Senators voted March 25 to tax the sale of marijuana, anticipating that the public will approve its use for medical reasons this November.
But several conservative Republicans balked at the measure, arguing that other medicines aren’t taxed.
“I’m hoping that the ballot measure doesn’t pass, but if it does and if it’s truly about medical marijuana, we don’t tax any other medicine,” said Sen. Russell Pearce, a Republican from Mesa. “We ought to be consistent in our tax policy in our state.”
But other lawmakers who dislike the idea of legalizing marijuana – but believe voters will approve its use for medical purposes – said taxing it would lessen its use.
“One thing I know of is that when you tax something, less of it happens and I want less of this to happen,” Sen. John Huppenthal, a Republican from Chandler, said of his support for S1222, which the Senate approved by a 17-12 vote.
Senate Minority Leader Jorge Garcia, the bill’s sponsor, said he fears that pot would destroy many families in communities he represents.
“But I recognize the realities,” the Tucson Democrat said. “The same initiative that is going to be before us in November has passed at least two times before. It will pass again.”
Voters in the 1990s twice approved the decriminalization of medical marijuana.
A 1996 measure, which passed with about 65 percent of the vote, still exists on the books. The law, though, is little more than symbolic due to a drafting error.
In 1997, the Legislature overturned the initiative supported the year before, but a referendum in 1998 reinstated the measure.
But Sen. Ron Gould, a Lake Havasu Republican, said the legislation should have been subject to the requirements of Proposition 108, the ballot initiative that requires a two-thirds vote for any act that results in a “net increase” in state revenues.
Garcia’s S1222 will exclude medical marijuana from exemptions to the state’s sales tax.

#### Point-per-instance localization data:

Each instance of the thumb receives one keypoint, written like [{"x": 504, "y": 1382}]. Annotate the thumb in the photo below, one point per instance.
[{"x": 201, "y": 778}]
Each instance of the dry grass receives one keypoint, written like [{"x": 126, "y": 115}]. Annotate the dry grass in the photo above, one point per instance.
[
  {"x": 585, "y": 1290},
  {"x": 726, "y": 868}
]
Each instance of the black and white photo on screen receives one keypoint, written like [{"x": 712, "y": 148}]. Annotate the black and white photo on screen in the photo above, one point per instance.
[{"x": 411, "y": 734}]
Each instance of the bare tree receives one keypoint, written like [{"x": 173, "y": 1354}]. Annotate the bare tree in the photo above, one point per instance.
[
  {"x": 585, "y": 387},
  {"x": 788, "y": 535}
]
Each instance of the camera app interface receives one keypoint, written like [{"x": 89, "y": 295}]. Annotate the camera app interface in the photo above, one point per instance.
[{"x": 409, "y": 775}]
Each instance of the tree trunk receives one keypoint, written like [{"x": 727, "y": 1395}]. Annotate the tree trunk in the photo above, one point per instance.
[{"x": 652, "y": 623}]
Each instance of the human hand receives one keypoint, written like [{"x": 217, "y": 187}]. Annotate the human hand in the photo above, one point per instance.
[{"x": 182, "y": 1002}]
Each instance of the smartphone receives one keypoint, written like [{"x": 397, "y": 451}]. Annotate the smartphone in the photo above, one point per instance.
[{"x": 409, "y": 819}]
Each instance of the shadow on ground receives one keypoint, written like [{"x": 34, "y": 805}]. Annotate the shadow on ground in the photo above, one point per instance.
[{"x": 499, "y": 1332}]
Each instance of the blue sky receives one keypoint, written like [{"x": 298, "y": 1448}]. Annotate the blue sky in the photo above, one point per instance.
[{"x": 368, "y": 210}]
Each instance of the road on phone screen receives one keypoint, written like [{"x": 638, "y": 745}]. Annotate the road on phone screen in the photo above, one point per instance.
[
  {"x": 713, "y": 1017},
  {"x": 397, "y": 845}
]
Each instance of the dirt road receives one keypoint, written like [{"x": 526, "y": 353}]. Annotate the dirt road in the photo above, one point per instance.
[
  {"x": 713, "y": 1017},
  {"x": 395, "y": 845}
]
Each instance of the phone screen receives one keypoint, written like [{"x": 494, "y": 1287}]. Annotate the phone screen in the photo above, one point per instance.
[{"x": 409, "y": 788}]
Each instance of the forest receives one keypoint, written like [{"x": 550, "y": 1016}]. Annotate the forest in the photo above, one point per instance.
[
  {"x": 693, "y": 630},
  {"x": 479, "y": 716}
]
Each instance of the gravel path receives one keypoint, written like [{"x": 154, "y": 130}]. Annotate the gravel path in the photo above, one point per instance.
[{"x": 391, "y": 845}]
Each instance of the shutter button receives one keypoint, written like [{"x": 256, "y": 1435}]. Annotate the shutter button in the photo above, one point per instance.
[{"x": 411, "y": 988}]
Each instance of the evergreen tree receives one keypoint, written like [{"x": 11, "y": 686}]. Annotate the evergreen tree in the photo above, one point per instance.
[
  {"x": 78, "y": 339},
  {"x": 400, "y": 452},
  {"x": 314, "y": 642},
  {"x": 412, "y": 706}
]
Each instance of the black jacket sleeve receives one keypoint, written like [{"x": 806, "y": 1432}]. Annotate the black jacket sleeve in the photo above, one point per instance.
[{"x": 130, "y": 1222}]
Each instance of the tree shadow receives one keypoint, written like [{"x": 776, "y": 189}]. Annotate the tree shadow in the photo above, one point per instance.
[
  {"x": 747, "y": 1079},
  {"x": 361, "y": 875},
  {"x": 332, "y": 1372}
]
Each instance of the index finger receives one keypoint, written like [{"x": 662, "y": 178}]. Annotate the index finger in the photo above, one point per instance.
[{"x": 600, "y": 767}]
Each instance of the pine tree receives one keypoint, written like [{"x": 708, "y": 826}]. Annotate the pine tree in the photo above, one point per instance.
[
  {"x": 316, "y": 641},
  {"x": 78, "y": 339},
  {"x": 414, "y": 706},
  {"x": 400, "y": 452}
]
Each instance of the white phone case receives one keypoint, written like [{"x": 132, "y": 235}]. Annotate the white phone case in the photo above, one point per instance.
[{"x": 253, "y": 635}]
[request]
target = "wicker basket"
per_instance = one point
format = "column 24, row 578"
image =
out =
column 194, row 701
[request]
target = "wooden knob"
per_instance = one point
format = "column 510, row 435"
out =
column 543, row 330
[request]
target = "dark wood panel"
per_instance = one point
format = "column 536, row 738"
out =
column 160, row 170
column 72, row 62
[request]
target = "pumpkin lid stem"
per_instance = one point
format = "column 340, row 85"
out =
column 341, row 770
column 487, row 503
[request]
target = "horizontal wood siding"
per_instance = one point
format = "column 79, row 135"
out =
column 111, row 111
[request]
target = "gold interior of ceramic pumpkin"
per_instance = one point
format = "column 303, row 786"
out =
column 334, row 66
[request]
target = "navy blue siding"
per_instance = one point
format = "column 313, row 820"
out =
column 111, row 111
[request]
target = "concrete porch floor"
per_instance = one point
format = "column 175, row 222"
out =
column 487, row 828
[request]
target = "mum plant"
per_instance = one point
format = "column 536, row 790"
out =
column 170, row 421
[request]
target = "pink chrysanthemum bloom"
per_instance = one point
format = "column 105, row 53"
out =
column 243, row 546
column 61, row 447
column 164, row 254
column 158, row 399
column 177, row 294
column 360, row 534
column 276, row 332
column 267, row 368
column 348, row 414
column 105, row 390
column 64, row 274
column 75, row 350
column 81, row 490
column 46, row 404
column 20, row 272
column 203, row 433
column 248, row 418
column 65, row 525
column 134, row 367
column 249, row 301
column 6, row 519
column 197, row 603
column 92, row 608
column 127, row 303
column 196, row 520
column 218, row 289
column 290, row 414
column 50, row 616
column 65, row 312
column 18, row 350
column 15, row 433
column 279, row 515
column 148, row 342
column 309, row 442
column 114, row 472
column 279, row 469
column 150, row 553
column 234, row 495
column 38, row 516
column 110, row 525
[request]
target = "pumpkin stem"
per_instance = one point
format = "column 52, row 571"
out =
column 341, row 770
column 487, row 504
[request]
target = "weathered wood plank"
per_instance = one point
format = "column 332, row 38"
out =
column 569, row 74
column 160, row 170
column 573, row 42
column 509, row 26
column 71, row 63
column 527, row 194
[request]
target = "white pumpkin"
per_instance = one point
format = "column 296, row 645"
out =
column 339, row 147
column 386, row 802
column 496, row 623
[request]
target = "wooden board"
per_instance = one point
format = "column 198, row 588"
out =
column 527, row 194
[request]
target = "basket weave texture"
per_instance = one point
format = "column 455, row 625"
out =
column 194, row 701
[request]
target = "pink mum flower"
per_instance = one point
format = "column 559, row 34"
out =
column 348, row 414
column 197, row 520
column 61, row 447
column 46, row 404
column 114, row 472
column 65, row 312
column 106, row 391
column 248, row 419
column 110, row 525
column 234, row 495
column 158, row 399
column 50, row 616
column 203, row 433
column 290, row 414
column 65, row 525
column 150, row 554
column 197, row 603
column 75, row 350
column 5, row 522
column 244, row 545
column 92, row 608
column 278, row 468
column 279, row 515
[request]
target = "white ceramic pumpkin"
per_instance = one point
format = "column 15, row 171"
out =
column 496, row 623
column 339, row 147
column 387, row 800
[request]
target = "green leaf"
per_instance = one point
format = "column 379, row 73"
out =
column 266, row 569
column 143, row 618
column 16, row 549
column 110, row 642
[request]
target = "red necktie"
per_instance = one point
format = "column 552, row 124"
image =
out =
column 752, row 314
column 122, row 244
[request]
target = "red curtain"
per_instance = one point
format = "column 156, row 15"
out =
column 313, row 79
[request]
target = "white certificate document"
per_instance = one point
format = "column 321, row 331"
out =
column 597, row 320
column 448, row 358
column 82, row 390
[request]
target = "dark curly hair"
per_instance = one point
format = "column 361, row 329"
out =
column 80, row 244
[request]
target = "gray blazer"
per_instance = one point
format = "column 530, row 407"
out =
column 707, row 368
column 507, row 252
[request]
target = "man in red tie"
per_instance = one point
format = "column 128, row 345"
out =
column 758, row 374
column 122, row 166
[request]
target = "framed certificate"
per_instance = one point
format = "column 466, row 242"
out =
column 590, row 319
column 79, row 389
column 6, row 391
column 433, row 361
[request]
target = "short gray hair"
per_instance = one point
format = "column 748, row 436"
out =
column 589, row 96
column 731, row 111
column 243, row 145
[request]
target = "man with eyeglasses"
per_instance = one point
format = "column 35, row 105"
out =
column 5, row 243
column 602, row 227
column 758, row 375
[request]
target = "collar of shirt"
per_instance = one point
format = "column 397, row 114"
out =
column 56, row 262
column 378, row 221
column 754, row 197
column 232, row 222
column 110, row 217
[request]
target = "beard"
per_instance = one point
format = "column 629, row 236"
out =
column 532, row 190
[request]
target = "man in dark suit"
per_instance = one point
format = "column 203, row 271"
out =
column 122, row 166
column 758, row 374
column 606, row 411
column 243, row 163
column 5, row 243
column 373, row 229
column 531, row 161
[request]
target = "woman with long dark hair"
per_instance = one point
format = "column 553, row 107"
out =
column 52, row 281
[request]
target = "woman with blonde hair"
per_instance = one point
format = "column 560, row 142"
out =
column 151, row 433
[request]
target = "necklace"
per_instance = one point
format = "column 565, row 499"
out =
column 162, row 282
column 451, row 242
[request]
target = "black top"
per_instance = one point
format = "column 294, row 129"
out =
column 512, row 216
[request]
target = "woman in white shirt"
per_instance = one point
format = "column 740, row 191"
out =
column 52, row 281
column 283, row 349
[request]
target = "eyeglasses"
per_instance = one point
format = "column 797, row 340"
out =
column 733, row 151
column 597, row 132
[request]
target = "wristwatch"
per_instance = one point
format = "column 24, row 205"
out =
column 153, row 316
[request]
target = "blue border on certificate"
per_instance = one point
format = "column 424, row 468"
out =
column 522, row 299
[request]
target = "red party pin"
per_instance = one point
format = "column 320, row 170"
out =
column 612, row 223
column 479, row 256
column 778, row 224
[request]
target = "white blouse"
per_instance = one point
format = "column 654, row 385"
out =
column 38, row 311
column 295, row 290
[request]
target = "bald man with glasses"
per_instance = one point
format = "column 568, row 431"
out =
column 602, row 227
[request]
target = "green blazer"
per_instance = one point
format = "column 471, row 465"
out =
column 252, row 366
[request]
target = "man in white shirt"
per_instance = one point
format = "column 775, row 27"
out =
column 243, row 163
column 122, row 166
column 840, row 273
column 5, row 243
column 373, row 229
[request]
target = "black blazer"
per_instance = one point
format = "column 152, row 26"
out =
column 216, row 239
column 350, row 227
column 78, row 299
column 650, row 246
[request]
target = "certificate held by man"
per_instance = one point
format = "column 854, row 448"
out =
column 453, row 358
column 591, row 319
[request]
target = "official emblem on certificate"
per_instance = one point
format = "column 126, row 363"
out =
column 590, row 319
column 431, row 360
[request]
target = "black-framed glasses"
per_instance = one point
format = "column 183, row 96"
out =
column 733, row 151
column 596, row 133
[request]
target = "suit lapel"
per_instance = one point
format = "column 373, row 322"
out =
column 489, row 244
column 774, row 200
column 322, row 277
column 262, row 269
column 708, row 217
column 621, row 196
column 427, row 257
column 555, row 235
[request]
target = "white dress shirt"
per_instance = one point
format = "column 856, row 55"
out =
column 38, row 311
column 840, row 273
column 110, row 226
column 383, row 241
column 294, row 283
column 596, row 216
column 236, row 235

#### What to work on:
**a.** Decide whether each statement agrees with the article on taxing medical marijuana, answering yes or no and quoting the article's deciding words exactly: (i) The Senate approved S1222 by a 17-12 vote. (ii) Sen. Russell Pearce backed the tax on the grounds that taxing something means less of it happens. (iii) The 1996 measure passed with about 65 percent of the vote.
**b.** Carry on the article on taxing medical marijuana, starting after its last sentence.

#### Answers by task:
**a.**
(i) Yes: "which the Senate approved by a 17-12 vote."
(ii) No: "we don’t tax any other medicine."
(iii) Yes: "A 1996 measure, which passed with about 65 percent of the vote, still exists on the books."

**b.**
In its fiscal analysis of the bill, the Joint Legislative Budget Committee has noted that if medical marijuana were legal, it could be interpreted to fall under the tax exempt category for drugs and medical supplies.
The bill is conditional on the enactment of the “Arizona Medical Marijuana Act” ballot initiative this November.
Supporters of the initiative, which was proposed by the Arizona Medical Marijuana Policy Project, are currently collecting signatures to put it on the ballot.
If the measure passes, people diagnosed with cancer, AIDS, HIV, Alzheimer’s, Hepatitis C and amyotrophic lateral sclerosis, or ALS, would qualify for protection under state law.
Other people who would be permitted to use marijuana include those suffering from glaucoma and patients with “debilitating medical conditions” brought on by diseases or treatments that cause severe and chronic pain, nausea, seizures, muscle spasms and severe loss of muscle mass.
To obtain marijuana legally, patients would need a recommendation from a doctor and consent from the state Department of Health Services.
Doctors would be required to conduct a full patient examination and medical history assessment before issuing recommendations for marijuana.
The Department of Health Services also would be required to operate a computer system to track licensing of patients and designated caregivers. The department also would be charged with registering owners and employees of dispensaries. The database would be available to law enforcement agencies and dispensaries.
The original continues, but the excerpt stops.